# Text extract
Example 26: \(f(x)=2x+x^3\)

Solution:
By applying the sum rule of derivative here, we have:
\(f^{\prime}(x)=u^{\prime}(x)+v^{\prime}(x)\)
Now, differentiating the given function, we get;
\(
\begin{aligned}
&f^{\prime}(x)=d / d x\left(2x+x^3\right) \\
&f^{\prime}(x)=d / d x(2x)+d / d x\left(x^3\right) \\
&f^{\prime}(x)=2+3 x^2
\end{aligned}
\)

Example 27: \(f(x)=3 x^2-4 x\)

Solution:

Given function is: \(f(x)=3 x^2-4 x\)
This is of the form \(f(x)=u(x)-v(x)\)
So by applying the difference rule of derivatives, we get,
\(
\begin{aligned}
&f^{\prime}(x)=d / d x\left(3 x^2\right)-d / d x(4 x) \\
&=3(2 x)-4(1) \\
&=6 x-4
\end{aligned}
\)
Therefore, \(f^{\prime}(x)=6 x-4\)

Product Rule of Differentiation

According to the product rule of derivatives, if the function f(x) is the product of two functions u(x) and v(x), then the derivative of the function is given by:

If \(f(x)=u(x) \times v(x)\), then:
\(f^{\prime}(x)=u^{\prime}(x) \times v(x)+u(x) \times v^{\prime}(x)\)

# Problems to work on
a - In the differentiation text, which rule is applied to solve Example 27?
b - State whether each statement agrees with the differentiation text, answering yes or no and quoting the words that decide it: (i) Example 26 is solved with the sum rule. (ii) Example 27 is solved with the product rule. (iii) The product rule applies when f(x) is the product of two functions u(x) and v(x).
c - Summarize the differentiation text in two sentences.
Rely only on the differentiation text to complete the tasks.

Region annotation items:
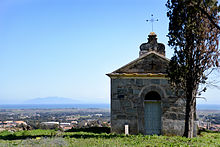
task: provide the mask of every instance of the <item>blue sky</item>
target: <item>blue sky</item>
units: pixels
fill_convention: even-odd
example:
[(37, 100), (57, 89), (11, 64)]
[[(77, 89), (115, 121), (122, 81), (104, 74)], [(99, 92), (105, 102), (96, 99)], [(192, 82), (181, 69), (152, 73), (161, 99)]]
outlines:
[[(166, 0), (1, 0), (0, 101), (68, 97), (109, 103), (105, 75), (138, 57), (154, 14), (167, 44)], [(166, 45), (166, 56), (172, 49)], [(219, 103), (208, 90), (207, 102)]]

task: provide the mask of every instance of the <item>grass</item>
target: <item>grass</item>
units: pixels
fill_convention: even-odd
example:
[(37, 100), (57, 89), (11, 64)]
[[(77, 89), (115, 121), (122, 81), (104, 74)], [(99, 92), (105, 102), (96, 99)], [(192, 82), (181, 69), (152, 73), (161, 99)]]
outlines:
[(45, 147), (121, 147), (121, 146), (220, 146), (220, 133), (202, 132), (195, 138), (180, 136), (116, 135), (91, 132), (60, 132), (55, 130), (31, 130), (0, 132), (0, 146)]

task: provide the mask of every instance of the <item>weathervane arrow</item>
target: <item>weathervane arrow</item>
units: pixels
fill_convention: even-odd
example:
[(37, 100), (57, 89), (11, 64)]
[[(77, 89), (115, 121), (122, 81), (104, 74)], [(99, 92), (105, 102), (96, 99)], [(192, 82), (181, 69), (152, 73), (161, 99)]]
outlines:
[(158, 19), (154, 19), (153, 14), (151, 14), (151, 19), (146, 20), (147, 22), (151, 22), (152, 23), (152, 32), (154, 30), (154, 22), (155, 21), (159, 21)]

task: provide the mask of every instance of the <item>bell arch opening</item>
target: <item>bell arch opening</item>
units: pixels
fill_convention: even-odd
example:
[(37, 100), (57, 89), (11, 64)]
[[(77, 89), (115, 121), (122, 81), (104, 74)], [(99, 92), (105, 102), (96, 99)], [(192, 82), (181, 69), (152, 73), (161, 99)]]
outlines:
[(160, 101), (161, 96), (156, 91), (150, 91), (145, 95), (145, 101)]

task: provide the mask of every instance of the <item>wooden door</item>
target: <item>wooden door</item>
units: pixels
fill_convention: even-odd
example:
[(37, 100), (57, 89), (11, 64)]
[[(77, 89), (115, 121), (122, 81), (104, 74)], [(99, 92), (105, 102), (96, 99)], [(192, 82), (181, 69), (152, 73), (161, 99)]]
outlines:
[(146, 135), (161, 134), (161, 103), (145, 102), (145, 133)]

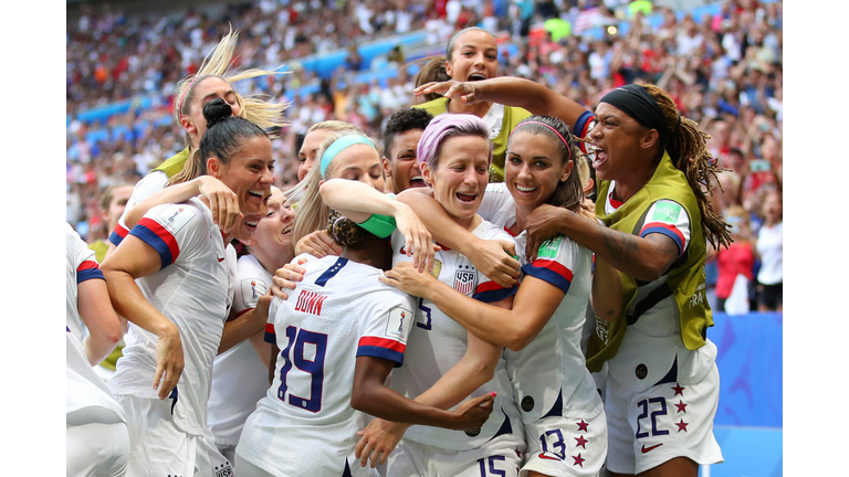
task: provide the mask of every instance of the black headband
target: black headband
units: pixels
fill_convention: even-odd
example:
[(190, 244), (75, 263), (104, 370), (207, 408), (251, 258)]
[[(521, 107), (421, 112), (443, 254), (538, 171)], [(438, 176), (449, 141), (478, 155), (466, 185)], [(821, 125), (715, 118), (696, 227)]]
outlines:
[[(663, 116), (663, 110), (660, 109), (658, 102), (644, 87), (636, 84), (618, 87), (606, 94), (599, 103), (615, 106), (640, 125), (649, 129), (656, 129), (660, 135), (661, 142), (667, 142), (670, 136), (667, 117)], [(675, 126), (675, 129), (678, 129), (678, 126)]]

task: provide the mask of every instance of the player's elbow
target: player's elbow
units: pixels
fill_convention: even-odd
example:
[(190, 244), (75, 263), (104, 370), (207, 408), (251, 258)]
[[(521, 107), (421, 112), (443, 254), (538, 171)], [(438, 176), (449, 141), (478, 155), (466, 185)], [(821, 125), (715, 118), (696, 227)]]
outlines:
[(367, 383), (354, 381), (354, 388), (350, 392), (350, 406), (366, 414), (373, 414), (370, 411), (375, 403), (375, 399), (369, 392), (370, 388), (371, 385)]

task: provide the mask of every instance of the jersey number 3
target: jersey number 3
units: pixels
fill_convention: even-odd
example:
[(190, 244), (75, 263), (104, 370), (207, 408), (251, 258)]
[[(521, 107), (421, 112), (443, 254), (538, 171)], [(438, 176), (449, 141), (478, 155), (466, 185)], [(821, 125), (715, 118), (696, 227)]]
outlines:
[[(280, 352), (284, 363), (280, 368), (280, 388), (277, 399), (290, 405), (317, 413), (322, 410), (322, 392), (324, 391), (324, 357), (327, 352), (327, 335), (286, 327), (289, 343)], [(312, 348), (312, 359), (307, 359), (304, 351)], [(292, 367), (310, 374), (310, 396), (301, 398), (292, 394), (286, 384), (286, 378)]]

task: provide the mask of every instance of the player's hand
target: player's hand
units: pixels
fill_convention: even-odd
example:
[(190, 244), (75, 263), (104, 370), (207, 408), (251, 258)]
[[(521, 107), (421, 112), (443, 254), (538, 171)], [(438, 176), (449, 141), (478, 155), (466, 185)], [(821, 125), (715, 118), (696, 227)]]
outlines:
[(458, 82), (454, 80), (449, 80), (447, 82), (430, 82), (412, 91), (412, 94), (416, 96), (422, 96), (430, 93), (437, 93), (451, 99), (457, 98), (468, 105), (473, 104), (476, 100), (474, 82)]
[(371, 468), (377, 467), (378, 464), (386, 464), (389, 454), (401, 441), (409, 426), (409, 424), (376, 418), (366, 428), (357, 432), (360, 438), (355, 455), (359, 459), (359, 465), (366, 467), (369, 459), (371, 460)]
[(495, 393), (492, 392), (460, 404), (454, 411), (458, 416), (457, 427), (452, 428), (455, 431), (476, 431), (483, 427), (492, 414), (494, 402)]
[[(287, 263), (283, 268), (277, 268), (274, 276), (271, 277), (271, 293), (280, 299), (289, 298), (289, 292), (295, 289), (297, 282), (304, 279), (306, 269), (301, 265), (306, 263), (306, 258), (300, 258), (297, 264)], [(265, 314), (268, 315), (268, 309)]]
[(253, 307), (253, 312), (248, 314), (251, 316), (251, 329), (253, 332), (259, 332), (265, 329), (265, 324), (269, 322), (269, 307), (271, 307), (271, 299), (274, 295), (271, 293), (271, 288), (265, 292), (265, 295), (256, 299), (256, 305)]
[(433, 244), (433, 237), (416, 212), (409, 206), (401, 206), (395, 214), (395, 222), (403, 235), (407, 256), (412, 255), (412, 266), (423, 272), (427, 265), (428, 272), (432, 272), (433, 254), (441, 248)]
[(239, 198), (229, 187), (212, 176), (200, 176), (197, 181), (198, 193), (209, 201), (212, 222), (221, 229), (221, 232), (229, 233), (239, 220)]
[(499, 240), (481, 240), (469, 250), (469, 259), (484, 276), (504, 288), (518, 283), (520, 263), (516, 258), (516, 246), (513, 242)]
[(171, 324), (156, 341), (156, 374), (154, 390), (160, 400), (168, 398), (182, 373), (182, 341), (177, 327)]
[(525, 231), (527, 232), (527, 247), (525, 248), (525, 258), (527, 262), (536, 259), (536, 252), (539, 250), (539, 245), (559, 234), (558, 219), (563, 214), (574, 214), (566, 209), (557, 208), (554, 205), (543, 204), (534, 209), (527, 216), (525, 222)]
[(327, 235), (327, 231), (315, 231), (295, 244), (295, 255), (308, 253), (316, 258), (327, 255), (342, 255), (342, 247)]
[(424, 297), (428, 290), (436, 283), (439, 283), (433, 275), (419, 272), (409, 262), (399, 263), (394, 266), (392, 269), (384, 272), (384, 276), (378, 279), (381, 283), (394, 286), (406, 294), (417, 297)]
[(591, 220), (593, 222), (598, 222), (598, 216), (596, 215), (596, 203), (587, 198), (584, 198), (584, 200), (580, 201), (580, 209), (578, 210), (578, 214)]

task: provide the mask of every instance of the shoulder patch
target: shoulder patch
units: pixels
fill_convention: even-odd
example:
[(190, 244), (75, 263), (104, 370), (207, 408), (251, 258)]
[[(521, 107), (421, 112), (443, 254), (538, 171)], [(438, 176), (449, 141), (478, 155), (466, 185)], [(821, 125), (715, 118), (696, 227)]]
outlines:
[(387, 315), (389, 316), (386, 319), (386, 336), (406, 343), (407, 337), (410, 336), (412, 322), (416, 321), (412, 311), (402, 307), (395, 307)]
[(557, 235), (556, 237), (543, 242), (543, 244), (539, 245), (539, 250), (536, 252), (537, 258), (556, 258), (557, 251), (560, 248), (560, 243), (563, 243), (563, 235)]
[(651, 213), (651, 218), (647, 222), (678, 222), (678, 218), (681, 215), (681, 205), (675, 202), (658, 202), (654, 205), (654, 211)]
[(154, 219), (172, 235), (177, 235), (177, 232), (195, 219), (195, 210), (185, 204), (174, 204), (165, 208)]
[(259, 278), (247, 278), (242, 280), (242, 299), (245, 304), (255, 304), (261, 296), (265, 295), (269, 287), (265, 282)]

# Per-task answers
a - The difference rule of derivatives.

b -
(i) Yes: "By applying the sum rule of derivative here, we have:"
(ii) No: "So by applying the difference rule of derivatives, we get,"
(iii) Yes: "if the function f(x) is the product of two functions u(x) and v(x)"

c - The differentiation text works two examples, using the sum rule to differentiate f(x) = 2x + x^3 as 2 + 3x^2 and the difference rule to differentiate f(x) = 3x^2 − 4x as 6x − 4. It then gives the product rule: if f(x) = u(x) × v(x), then f′(x) = u′(x) × v(x) + u(x) × v′(x).